--- Task material Enclosed Below ---
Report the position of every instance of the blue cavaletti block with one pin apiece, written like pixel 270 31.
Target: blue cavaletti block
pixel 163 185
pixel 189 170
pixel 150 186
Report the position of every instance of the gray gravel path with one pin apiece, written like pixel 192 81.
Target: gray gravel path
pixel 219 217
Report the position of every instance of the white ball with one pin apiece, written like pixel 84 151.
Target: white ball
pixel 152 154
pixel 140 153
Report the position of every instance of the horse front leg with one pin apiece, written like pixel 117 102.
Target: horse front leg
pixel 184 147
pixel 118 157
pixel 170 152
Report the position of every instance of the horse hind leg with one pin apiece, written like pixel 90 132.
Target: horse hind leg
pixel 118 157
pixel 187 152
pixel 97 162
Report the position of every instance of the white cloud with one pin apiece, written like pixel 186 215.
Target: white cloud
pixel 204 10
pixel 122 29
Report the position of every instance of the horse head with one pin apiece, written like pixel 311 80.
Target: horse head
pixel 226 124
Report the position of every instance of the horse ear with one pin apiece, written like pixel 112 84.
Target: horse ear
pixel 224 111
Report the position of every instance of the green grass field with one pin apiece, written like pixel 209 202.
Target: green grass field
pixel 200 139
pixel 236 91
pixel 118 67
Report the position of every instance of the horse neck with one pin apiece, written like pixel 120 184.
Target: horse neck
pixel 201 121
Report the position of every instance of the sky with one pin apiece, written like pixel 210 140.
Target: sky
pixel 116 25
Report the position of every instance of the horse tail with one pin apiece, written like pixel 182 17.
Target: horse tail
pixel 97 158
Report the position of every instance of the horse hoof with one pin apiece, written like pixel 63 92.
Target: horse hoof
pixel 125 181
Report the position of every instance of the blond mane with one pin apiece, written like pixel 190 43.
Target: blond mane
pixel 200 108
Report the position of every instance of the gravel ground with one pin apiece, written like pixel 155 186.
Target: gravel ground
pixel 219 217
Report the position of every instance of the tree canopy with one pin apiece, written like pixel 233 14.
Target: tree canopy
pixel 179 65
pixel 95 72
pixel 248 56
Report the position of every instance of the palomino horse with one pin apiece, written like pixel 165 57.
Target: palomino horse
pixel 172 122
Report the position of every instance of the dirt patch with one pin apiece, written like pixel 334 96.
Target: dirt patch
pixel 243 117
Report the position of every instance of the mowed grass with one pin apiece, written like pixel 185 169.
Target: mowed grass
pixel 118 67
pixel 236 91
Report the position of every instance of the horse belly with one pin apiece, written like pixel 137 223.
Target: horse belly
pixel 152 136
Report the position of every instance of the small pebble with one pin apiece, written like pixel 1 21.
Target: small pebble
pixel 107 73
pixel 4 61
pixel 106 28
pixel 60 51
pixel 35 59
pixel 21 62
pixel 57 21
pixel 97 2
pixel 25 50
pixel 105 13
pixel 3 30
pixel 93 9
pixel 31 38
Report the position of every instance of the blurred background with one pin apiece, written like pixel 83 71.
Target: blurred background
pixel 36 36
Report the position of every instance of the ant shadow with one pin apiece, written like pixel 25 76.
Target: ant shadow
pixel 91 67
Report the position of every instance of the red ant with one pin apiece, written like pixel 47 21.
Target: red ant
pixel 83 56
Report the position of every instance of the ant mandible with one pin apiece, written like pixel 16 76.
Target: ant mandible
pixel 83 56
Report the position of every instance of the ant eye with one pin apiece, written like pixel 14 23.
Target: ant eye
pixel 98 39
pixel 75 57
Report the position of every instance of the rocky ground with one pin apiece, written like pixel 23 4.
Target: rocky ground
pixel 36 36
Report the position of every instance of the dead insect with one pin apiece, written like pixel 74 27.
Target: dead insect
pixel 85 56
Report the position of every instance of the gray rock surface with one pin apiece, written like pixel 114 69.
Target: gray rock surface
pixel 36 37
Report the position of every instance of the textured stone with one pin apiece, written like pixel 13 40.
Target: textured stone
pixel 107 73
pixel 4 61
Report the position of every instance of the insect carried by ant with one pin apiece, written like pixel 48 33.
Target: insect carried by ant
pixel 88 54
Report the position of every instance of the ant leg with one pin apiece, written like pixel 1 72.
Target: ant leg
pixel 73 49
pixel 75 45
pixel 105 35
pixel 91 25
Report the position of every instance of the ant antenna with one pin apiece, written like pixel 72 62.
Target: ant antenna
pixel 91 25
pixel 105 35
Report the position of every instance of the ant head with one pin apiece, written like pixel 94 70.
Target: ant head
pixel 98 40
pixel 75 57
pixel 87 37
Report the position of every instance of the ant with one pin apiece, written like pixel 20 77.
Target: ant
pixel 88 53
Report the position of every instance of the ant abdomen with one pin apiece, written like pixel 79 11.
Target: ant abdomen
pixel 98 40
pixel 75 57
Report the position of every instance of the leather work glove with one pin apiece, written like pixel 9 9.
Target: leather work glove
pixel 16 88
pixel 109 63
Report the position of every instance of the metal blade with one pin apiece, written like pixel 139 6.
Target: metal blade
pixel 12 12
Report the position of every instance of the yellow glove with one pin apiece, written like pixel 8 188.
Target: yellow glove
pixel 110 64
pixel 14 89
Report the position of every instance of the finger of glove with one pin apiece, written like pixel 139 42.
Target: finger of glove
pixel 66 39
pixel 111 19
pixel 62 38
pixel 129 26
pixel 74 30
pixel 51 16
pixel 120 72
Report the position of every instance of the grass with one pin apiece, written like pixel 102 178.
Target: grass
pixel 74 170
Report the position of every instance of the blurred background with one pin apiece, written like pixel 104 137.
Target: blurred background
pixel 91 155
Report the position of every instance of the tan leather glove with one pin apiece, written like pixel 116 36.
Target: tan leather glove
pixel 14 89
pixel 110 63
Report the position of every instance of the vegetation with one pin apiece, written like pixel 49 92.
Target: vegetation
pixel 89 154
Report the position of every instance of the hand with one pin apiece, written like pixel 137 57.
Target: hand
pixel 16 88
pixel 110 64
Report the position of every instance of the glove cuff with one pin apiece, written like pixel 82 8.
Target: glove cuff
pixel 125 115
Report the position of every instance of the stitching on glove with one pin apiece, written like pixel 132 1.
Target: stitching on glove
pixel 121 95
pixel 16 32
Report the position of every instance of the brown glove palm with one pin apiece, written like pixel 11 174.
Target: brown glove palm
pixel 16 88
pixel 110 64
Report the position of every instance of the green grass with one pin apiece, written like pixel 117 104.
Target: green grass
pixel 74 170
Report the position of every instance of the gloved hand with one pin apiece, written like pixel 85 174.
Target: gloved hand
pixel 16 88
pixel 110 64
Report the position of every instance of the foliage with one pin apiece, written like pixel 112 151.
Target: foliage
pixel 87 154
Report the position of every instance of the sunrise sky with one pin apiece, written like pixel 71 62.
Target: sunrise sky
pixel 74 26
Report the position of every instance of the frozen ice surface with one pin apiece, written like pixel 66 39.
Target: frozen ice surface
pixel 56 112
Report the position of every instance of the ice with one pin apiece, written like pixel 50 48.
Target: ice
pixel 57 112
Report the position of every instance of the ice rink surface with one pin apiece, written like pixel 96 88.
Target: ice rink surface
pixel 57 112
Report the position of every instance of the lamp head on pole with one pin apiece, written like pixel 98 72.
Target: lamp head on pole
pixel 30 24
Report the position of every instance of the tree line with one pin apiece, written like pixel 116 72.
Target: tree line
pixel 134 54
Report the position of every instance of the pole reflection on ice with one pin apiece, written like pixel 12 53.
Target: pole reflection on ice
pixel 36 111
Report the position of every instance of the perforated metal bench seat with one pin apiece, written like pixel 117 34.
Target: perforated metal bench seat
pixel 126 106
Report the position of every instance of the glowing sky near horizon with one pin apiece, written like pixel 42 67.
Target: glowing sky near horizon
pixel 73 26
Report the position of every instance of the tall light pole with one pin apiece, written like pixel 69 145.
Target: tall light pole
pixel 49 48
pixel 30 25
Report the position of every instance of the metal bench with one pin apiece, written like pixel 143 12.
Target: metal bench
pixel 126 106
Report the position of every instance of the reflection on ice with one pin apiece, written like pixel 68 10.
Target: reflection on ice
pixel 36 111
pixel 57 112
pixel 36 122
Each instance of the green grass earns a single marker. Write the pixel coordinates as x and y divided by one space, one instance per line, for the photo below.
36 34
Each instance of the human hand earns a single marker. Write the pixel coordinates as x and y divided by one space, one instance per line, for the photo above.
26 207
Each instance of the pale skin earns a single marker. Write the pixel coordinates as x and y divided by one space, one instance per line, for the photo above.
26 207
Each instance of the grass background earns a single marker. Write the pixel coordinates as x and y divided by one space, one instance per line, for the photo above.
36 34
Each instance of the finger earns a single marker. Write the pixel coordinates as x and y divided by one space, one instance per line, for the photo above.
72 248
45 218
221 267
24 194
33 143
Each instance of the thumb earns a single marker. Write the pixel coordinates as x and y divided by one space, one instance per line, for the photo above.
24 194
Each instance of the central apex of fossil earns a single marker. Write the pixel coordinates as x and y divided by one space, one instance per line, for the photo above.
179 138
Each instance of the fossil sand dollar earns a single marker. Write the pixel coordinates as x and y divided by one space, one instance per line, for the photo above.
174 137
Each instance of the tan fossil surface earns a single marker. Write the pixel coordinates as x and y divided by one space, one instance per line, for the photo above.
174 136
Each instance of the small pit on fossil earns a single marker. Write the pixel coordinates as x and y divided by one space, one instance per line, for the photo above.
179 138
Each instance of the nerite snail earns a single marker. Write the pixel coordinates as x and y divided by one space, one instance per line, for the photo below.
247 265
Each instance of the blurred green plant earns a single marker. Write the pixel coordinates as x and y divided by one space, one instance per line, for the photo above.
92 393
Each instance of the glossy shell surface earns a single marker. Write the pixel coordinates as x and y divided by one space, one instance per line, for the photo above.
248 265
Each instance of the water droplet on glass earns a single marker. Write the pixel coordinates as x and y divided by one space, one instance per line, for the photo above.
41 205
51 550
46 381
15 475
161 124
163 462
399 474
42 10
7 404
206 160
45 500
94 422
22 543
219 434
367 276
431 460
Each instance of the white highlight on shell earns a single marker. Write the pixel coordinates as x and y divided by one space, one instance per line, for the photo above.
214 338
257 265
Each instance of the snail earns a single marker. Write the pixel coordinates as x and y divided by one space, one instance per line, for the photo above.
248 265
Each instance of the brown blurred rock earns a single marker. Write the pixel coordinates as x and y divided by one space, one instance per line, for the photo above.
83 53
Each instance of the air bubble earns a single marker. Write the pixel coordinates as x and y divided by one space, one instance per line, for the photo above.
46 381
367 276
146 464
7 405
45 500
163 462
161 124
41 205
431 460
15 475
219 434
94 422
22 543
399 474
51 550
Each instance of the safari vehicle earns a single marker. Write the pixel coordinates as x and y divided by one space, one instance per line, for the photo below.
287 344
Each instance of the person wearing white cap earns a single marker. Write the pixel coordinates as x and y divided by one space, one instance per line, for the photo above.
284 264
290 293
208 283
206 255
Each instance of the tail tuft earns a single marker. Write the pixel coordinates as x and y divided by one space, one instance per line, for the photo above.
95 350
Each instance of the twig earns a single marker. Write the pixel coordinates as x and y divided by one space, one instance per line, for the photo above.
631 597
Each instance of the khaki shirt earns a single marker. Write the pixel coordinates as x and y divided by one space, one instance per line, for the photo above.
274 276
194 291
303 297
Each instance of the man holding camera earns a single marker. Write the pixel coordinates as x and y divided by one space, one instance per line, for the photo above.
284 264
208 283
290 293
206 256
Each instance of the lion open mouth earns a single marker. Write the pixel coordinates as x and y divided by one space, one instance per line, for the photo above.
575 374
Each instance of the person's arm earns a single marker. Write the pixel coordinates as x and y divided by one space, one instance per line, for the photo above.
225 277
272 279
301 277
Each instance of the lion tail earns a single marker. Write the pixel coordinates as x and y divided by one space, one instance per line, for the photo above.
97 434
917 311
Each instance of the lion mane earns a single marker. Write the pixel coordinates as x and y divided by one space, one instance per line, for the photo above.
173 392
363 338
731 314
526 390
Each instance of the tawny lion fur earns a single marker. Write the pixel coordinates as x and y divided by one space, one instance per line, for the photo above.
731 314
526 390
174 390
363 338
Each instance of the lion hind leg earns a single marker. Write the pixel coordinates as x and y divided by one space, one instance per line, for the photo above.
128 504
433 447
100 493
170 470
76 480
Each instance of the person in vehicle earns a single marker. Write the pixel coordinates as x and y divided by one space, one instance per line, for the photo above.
--- End of Enclosed Task material ---
- What you will do -
Repeat verbatim the opening run of entries, ending with the line that contains "Report the position of every instance of the horse front".

- Written response -
Report the position of every instance of the blue cavaletti block with one pin apiece, written like pixel 270 31.
Target: blue cavaletti block
pixel 163 185
pixel 189 170
pixel 150 186
Report the position of every instance of the gray gravel path with one pin apiece, written like pixel 192 81.
Target: gray gravel path
pixel 219 217
Report the position of every instance of the white ball with one pin apiece, written like pixel 84 151.
Target: white ball
pixel 152 154
pixel 140 153
Report the position of every instance of the horse front leg with one pin apiece, written like pixel 117 102.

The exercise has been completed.